Second Amendment to the RARE Hospitality International, Inc. Deferred Compensation Plan (as amended and restated effective January 1, 2009), effective as of June 1, 2019
EX-10.42 11 dri-201910xkex1042.htm EXHIBIT 10.42 Exhibit
SECOND AMENDMENT TO THE RARE HOSPITALITY
INTERNATIONAL, INC. DEFERRED COMPENSATION PLAN
(AS AMENDED AND RESTATED EFFECTIVE AS OF JANUARY 1, 2009)
WHEREAS, Darden Restaurants, Inc. (the “Company”) maintains the RARE Hospitality International, Inc. Deferred Compensation Plan (As Amended and Restated Effective as of January 1, 2009) (the “Plan”); and
WHEREAS, separate from the Grandfather Rule described below, it is now considered desirable to amend the Plan to (i) clarify the process for approving a participant-requested change to the timing of a distribution payment and (ii) permit assignment of Plan benefits pursuant to a qualified domestic relations order;
WHEREAS, the Tax Cuts and Jobs Act (P.L. 115-97) changed the rules for determining which employees are subject to the $1 million deduction limitation under Section 162(m) of the Internal Revenue Code (the “Code”);
WHEREAS, these changes do not apply to compensation payable under a written binding contract in effect as of November 2, 2017, provided it is not materially modified hereafter (the “Grandfather Rule”);
WHEREAS, it has been determined that it is in the Company’s best interest to administer the Plan so that amounts accrued hereunder with respect to Participants who were determined to be executive officers as of November 2, 2017 (the “Covered Executives”) shall be exempt from the changes to Code Section 162(m) under the Tax Cuts and Jobs Act to the maximum extent permitted under the Grandfather Rule; and
WHEREAS, it has further been determined that no amendments or modifications shall be permitted with respect to amounts payable under the Plan to Covered Executives that constitute a material modification for purposes of the Grandfather Rule;
NOW, THEREFORE, by virtue of the power reserved to the Company by Section 9.1 of the Plan, and in exercise of the authority delegated to the Darden Restaurants, Inc. Benefit Plans Committee (the “BPC”) by resolution of the Compensation Committee of the Board of Directors of the Company, the Plan is hereby amended in the following particulars, effective as of the dates indicated below:
1.Effective June 1, 2019, by inserting the phrase “or its delegate” immediately following the word “Committee” where such word appears in the last sentence of Subsection 5.2(b)(4) of the Plan.

####

**AIM OF THE TASK**
Decide whether each statement agrees with the plan amendment, answering yes or no and quoting the words of the plan amendment that decide it: 1. The Tax Cuts and Jobs Act changed the rules for which employees fall under the $1 million deduction limitation. 2. The Grandfather Rule covers compensation under a written binding contract in effect as of January 1, 2009. 3. Effective June 1, 2019, the phrase "or its delegate" is inserted after the word "Committee."

Natural-language region descriptions:
####

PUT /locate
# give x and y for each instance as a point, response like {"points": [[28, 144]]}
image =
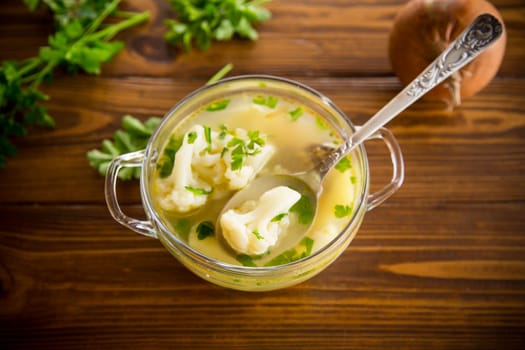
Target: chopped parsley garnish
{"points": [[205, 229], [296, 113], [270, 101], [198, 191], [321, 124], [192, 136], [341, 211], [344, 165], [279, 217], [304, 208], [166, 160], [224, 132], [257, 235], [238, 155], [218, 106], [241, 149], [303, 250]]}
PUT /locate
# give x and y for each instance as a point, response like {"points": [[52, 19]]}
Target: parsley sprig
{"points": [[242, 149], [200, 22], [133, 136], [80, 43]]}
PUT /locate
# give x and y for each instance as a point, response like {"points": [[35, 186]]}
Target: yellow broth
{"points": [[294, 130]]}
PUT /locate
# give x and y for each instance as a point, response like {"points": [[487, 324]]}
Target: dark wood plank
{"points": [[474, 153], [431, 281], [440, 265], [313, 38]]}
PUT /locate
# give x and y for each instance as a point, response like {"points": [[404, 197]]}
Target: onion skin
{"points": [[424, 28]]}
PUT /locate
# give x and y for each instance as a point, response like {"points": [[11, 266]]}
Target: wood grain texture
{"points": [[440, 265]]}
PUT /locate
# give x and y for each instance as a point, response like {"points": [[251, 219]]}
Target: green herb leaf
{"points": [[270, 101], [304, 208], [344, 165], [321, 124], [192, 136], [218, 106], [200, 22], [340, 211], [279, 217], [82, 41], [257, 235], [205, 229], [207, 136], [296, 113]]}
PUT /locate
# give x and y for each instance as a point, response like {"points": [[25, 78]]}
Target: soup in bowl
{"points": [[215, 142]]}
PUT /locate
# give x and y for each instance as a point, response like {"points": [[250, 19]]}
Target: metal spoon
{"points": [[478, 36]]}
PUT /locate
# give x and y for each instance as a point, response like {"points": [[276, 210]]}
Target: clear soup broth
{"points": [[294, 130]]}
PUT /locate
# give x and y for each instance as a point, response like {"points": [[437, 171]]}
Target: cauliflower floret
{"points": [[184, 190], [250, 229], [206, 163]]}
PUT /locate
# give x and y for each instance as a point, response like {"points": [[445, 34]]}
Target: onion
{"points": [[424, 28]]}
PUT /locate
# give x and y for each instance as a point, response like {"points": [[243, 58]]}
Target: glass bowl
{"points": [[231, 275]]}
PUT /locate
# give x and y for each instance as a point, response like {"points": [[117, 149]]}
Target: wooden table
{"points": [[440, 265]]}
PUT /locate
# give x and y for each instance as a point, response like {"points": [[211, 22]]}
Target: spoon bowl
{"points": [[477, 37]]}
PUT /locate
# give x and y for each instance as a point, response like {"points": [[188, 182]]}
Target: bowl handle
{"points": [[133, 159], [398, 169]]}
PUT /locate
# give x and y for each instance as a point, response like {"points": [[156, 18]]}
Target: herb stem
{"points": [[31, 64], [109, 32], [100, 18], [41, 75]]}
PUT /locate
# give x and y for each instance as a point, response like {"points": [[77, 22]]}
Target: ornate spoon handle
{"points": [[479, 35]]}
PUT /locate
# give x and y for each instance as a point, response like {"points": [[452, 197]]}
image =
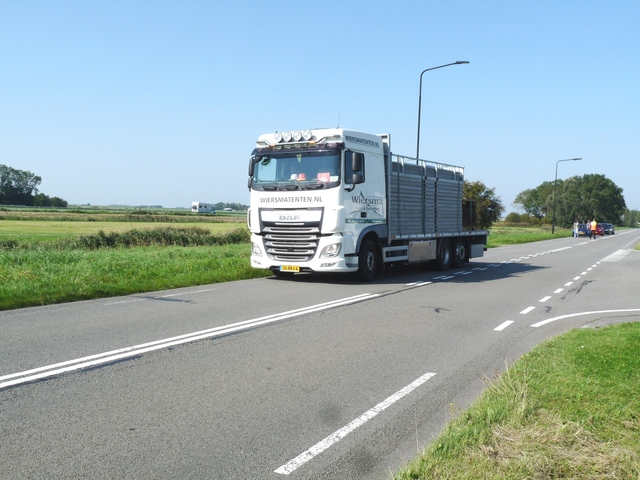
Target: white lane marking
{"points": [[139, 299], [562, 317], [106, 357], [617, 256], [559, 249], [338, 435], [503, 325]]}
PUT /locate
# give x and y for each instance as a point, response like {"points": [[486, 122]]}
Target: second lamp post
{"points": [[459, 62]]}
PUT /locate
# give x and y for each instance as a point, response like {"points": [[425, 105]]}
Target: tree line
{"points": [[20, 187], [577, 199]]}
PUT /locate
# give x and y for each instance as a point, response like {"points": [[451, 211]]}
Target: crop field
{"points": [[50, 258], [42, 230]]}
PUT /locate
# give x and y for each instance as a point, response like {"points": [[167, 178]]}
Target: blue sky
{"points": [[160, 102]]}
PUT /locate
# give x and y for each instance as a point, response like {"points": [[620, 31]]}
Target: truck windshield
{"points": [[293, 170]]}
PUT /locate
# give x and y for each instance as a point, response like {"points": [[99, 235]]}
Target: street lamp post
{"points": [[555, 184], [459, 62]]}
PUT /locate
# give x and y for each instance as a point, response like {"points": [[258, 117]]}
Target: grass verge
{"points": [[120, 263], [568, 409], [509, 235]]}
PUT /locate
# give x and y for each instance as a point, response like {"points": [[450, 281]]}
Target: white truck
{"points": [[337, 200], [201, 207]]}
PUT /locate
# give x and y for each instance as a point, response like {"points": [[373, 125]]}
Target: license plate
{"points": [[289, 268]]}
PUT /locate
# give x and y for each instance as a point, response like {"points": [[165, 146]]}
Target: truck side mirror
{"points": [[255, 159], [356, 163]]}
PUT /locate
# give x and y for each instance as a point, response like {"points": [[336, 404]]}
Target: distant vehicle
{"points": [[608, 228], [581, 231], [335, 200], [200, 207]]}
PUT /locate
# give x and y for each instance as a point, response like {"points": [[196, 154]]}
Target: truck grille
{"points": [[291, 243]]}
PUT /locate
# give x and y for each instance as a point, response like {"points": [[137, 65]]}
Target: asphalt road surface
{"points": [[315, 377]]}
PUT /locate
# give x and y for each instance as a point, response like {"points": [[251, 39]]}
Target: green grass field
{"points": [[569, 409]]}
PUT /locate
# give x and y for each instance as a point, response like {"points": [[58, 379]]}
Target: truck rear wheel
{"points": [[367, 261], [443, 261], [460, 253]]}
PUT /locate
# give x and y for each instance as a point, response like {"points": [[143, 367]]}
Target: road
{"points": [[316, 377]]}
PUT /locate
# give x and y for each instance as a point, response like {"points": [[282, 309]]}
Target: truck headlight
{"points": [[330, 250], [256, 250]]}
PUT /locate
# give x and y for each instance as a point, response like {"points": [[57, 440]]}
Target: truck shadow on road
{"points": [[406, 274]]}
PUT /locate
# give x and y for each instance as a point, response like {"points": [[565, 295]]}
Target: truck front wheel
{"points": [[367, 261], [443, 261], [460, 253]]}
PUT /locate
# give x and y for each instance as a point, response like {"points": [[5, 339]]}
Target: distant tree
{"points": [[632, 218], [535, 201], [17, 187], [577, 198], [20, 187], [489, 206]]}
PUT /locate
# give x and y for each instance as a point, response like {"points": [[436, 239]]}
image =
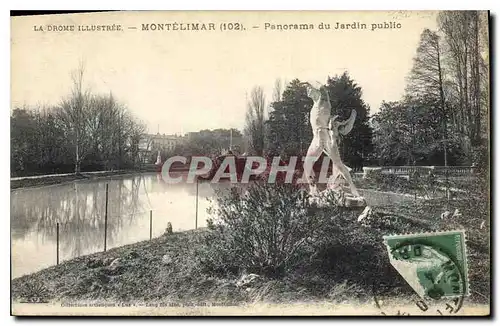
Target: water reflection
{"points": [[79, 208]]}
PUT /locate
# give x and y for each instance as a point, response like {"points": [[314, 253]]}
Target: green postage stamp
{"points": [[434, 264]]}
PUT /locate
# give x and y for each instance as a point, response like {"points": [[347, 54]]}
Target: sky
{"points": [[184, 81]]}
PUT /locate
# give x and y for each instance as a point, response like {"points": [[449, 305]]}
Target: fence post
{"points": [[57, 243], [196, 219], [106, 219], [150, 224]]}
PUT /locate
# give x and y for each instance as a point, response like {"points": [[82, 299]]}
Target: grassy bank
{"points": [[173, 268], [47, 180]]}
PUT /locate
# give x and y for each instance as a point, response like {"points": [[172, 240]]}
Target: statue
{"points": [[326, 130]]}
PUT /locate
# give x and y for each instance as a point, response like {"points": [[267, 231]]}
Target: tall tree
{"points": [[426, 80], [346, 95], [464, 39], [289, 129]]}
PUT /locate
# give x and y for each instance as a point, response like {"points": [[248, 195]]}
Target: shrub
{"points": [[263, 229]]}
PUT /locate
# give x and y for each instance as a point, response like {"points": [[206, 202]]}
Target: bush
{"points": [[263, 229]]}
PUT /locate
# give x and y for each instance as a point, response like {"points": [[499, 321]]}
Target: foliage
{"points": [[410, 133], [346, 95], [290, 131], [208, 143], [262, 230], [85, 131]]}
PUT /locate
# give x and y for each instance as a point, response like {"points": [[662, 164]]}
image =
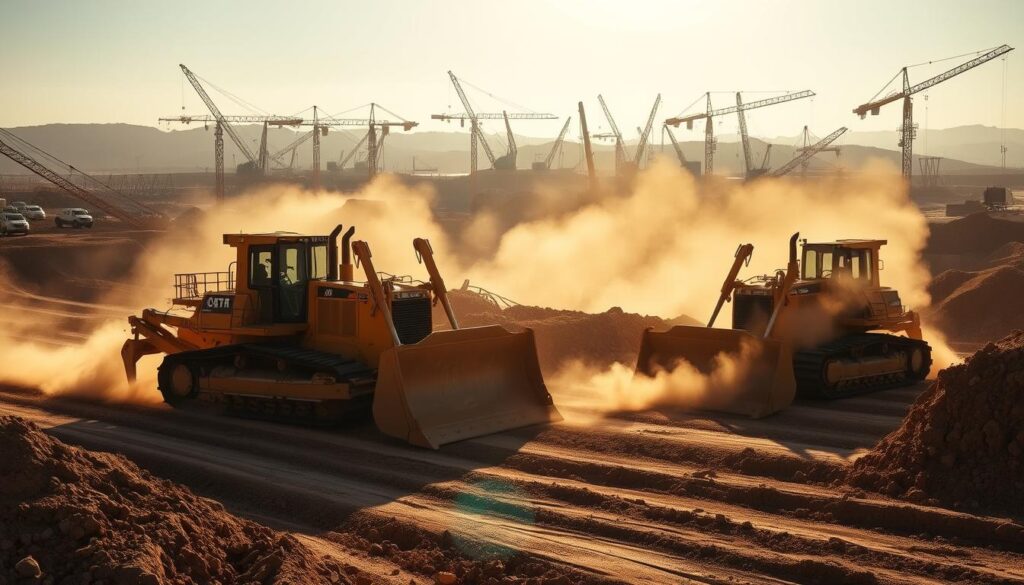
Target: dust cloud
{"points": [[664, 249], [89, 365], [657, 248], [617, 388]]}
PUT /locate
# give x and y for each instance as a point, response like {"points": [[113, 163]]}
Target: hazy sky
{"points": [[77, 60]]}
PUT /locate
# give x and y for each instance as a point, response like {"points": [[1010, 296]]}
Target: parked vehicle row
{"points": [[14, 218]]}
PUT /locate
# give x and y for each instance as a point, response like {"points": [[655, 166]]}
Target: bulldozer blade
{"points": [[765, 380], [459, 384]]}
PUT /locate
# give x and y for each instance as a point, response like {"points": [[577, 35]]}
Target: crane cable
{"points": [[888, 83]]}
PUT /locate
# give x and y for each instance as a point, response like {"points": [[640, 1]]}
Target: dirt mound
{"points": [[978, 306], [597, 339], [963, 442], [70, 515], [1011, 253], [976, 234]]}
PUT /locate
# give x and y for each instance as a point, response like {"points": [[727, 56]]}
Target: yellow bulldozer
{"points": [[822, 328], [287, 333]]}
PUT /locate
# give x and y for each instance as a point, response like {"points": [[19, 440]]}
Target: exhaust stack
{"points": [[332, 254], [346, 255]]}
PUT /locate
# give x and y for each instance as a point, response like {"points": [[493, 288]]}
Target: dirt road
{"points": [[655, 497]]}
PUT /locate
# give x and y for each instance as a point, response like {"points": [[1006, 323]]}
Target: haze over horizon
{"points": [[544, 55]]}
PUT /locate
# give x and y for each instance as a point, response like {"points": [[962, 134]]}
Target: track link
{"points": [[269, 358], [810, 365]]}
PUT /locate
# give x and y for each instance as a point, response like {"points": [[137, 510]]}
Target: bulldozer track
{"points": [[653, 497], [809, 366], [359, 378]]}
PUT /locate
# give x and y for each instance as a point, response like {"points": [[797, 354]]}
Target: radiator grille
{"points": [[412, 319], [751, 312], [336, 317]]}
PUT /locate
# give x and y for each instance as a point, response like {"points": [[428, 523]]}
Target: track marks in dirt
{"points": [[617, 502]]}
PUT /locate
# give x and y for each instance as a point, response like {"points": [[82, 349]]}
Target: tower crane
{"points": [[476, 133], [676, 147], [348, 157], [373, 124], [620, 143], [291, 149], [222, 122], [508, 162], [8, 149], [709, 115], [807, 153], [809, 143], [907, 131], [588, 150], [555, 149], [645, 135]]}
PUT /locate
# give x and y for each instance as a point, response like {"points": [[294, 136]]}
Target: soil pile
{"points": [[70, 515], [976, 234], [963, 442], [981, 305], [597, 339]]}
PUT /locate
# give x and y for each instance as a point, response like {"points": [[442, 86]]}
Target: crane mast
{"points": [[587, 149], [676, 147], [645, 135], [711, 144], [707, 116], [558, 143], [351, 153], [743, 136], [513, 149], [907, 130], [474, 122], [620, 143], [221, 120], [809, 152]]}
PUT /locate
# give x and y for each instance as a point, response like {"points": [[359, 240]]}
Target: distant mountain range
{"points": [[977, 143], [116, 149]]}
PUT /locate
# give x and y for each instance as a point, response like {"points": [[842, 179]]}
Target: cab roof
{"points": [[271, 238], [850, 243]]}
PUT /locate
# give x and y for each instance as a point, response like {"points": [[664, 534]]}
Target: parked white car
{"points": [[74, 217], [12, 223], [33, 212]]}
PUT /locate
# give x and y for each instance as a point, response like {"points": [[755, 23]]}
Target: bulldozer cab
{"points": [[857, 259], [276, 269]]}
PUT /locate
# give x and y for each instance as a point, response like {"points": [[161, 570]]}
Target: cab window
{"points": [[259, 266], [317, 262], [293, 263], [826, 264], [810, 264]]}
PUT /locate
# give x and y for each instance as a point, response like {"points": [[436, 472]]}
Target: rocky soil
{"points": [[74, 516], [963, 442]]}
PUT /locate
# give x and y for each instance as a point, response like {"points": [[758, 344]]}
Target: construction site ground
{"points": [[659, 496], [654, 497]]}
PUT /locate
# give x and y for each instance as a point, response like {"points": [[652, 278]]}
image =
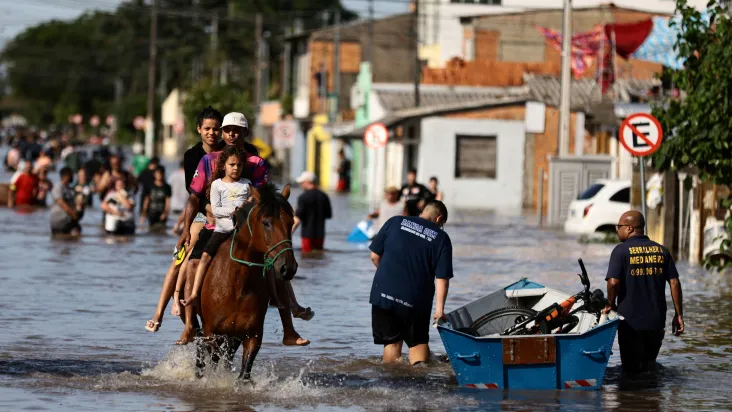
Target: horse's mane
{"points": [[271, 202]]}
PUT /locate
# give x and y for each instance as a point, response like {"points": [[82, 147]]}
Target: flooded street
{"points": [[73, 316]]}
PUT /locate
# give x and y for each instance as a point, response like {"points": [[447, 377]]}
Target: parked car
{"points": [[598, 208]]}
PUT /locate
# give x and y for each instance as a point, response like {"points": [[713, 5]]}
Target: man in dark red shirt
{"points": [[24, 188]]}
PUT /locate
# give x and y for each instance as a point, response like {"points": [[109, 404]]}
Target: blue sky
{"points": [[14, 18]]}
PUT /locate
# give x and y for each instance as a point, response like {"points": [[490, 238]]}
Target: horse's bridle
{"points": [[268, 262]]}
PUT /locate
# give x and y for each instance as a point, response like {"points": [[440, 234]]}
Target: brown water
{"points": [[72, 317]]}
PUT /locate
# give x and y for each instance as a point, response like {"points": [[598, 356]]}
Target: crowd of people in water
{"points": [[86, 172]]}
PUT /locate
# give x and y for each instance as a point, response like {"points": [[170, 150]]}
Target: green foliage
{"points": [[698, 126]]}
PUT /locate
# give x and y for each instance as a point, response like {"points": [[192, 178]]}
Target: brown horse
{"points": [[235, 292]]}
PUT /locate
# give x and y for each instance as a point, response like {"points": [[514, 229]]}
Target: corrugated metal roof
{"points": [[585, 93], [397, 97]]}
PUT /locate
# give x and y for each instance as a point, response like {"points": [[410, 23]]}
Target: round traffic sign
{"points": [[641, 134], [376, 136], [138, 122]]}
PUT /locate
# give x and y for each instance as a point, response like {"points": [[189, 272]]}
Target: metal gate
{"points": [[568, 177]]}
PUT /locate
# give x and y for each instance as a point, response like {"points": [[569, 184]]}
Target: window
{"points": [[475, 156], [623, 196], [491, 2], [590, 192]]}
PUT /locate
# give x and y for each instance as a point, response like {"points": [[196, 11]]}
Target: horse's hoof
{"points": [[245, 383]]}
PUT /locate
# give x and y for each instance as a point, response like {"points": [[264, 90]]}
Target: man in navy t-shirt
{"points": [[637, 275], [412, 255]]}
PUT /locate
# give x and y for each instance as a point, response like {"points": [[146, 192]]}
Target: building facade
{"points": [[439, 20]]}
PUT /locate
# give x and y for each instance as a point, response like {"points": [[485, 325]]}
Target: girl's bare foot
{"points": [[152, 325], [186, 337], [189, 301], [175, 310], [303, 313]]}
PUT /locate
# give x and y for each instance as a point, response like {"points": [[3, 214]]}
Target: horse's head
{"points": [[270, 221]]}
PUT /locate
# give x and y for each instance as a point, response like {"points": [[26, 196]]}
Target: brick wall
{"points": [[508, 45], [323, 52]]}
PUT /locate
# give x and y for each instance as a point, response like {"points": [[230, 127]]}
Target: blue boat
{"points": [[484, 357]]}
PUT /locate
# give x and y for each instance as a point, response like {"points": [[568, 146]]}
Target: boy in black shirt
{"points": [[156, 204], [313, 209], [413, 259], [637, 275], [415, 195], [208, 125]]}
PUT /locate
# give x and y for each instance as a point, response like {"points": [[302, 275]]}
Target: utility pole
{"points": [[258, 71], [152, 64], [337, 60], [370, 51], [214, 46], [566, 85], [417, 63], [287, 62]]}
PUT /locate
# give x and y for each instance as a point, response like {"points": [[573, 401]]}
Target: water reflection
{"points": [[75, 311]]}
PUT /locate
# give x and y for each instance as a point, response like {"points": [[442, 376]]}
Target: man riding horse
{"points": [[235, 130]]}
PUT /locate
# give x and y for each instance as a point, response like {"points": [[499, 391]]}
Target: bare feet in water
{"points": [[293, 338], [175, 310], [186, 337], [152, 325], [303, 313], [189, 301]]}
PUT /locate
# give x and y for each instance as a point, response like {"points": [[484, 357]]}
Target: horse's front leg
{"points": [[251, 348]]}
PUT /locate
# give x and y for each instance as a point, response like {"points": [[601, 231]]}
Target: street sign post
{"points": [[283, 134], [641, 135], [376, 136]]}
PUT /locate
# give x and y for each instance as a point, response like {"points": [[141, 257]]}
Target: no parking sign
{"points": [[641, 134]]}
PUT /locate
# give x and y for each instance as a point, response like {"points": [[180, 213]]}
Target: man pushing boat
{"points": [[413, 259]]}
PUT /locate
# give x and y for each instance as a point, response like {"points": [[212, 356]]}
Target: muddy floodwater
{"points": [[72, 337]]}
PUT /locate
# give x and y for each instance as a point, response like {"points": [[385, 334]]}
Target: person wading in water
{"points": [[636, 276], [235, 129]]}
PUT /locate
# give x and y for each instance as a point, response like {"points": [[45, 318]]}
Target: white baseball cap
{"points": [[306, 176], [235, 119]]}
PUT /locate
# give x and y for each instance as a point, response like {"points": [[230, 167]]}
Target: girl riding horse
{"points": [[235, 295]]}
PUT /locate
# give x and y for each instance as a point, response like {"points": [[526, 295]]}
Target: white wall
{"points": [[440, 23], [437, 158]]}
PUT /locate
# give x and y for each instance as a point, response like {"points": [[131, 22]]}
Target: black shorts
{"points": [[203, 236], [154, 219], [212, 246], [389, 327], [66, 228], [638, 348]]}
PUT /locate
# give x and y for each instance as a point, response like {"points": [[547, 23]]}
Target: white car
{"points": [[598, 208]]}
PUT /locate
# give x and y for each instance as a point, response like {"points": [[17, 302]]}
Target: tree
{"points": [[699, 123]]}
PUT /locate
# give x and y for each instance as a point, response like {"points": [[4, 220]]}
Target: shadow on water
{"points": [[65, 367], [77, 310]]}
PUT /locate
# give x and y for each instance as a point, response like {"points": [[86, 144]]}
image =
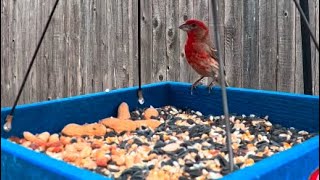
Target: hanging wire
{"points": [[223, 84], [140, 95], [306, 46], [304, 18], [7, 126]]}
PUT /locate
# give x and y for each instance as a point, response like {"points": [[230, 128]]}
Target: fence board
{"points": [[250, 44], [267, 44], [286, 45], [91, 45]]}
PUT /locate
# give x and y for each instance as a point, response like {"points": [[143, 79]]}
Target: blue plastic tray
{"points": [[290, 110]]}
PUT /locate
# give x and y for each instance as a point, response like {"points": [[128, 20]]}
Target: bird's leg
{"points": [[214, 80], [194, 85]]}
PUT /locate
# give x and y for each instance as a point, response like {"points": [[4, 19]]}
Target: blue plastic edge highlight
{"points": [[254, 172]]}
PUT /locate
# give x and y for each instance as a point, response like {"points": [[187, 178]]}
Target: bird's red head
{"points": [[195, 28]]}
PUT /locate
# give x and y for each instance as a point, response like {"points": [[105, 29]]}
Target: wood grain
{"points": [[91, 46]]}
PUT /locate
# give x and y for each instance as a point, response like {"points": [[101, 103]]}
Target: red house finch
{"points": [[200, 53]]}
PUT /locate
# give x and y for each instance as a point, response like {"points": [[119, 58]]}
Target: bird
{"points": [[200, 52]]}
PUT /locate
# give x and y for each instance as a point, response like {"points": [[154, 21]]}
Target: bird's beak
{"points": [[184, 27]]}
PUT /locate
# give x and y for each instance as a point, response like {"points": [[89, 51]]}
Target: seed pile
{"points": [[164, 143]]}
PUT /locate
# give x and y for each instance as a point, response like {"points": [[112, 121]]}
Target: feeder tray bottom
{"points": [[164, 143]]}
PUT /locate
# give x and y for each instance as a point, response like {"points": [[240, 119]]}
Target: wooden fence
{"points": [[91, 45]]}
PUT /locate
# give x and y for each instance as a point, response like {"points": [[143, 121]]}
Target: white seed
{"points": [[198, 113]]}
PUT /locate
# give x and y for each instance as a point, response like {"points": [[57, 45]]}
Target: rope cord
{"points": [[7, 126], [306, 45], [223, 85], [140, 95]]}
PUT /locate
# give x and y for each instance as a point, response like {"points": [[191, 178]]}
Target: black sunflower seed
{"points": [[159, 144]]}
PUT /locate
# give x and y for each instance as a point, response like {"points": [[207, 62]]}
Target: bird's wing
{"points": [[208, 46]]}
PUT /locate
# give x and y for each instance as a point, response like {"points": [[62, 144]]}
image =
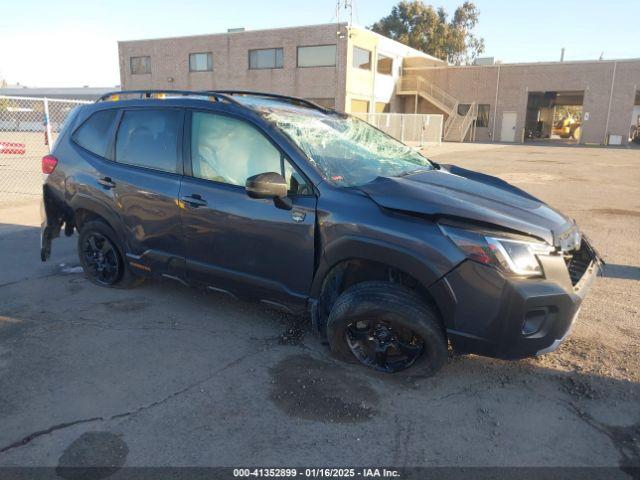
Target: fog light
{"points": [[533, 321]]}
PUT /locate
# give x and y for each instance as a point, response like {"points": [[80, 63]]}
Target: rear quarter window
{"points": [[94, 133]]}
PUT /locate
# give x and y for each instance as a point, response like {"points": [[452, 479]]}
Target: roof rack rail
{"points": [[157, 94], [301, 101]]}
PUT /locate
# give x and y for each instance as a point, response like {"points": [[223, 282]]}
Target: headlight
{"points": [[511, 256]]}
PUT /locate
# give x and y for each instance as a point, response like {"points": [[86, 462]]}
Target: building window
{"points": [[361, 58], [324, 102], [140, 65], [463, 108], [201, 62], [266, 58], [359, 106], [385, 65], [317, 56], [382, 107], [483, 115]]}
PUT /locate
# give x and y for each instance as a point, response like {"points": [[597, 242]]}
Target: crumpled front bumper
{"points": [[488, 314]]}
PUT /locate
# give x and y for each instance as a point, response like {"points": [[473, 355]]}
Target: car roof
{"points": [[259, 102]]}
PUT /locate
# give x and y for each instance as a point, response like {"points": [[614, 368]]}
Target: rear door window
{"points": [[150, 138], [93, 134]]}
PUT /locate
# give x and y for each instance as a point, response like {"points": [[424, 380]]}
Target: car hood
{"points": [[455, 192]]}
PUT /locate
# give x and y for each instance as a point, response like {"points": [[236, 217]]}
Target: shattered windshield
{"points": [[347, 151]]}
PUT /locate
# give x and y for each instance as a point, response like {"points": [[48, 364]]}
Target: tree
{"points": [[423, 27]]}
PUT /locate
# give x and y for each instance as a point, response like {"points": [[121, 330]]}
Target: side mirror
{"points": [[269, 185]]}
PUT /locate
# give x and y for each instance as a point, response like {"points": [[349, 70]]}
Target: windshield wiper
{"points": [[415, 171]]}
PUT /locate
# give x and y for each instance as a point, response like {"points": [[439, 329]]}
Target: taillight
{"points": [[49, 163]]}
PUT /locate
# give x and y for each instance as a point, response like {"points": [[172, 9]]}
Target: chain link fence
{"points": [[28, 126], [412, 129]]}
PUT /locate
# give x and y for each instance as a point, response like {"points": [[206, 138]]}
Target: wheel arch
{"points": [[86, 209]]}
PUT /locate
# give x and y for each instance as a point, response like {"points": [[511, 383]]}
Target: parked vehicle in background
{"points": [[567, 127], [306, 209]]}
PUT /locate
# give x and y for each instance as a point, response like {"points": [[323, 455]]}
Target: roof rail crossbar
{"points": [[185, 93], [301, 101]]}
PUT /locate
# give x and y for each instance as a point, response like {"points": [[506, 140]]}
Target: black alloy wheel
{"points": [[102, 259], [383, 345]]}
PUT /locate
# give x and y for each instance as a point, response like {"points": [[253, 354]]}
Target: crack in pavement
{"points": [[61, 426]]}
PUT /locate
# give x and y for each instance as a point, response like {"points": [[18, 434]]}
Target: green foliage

####

**SOLUTION**
1. Yes: "the Tax Cuts and Jobs Act (P.L. 115-97) changed the rules for determining which employees are subject to the $1 million deduction limitation"
2. No: "compensation payable under a written binding contract in effect as of November 2, 2017"
3. Yes: "Effective June 1, 2019, by inserting the phrase “or its delegate” immediately following the word “Committee”"